Objective:
Write out the stretch of entries from the line containing "search: blue sky?" through the end, and include every search line and format instruction unchanged. Adjust each bounding-box coordinate in the answers by adding -55.

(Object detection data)

>> begin

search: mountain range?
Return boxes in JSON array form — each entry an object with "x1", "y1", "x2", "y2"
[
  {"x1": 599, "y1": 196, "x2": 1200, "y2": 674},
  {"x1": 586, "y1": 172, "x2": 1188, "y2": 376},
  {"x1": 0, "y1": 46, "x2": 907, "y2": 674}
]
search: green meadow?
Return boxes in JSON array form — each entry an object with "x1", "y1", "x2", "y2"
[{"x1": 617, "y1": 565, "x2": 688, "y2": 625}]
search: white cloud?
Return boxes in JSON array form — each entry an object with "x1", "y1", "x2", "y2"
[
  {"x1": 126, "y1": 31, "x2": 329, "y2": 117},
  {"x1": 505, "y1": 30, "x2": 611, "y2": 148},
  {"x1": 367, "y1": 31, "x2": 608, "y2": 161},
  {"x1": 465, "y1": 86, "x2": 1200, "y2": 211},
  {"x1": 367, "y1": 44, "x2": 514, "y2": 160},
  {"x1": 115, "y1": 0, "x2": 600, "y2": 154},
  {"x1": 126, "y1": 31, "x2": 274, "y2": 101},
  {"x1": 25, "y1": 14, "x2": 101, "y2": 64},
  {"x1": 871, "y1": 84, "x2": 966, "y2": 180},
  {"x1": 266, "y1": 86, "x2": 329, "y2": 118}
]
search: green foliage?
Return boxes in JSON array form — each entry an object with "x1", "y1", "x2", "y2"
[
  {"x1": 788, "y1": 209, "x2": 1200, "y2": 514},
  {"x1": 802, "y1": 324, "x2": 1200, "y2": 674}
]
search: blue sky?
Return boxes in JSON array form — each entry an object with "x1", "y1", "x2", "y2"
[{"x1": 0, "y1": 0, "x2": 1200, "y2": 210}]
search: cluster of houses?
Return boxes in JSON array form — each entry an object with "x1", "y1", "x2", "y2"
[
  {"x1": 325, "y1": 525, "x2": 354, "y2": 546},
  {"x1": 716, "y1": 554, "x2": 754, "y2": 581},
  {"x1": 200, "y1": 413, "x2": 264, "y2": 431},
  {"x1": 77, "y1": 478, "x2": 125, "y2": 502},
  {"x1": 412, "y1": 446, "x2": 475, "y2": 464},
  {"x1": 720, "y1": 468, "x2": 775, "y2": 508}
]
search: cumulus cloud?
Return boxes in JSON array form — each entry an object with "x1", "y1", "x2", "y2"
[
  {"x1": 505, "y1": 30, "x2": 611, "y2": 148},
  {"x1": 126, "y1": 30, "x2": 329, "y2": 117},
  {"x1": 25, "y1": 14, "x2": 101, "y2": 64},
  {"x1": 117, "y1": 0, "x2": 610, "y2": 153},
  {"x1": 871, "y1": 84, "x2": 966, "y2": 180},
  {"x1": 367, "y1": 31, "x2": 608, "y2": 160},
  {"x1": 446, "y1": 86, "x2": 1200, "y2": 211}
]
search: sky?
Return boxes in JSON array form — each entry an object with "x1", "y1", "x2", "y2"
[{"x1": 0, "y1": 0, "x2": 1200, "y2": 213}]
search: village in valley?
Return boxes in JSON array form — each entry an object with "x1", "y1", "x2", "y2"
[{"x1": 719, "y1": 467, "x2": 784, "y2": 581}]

>> end

Final result:
search: blue sky?
Return boxes in JSON array form — each entry an object with "x1", "y1", "x2", "y2"
[{"x1": -55, "y1": -55, "x2": 1145, "y2": 155}]
search: cluster of houses?
Return boxes in JSON array form — each entry an object with "x1", "y1", "x2", "y2"
[
  {"x1": 270, "y1": 470, "x2": 299, "y2": 491},
  {"x1": 661, "y1": 499, "x2": 699, "y2": 526},
  {"x1": 145, "y1": 358, "x2": 209, "y2": 376},
  {"x1": 22, "y1": 423, "x2": 70, "y2": 447},
  {"x1": 357, "y1": 391, "x2": 420, "y2": 409},
  {"x1": 665, "y1": 413, "x2": 720, "y2": 453}
]
search: cumulus cloud?
Return boxes in JSON array form — each entry an object with "x1", "y1", "x2", "y2"
[
  {"x1": 450, "y1": -25, "x2": 556, "y2": 93},
  {"x1": 71, "y1": -25, "x2": 274, "y2": 62},
  {"x1": -30, "y1": -41, "x2": 46, "y2": 9},
  {"x1": 62, "y1": -55, "x2": 555, "y2": 98},
  {"x1": 816, "y1": 29, "x2": 911, "y2": 125},
  {"x1": 312, "y1": -24, "x2": 553, "y2": 105},
  {"x1": 391, "y1": 31, "x2": 1145, "y2": 156}
]
search: sky?
Return boxes in JSON array form — each entry an object with "x1", "y1", "x2", "y2"
[{"x1": -55, "y1": -55, "x2": 1145, "y2": 158}]
search: village in valley?
Return boxes in JSON array form — each entry an object with "x1", "y1", "x2", "y2"
[{"x1": 664, "y1": 412, "x2": 729, "y2": 526}]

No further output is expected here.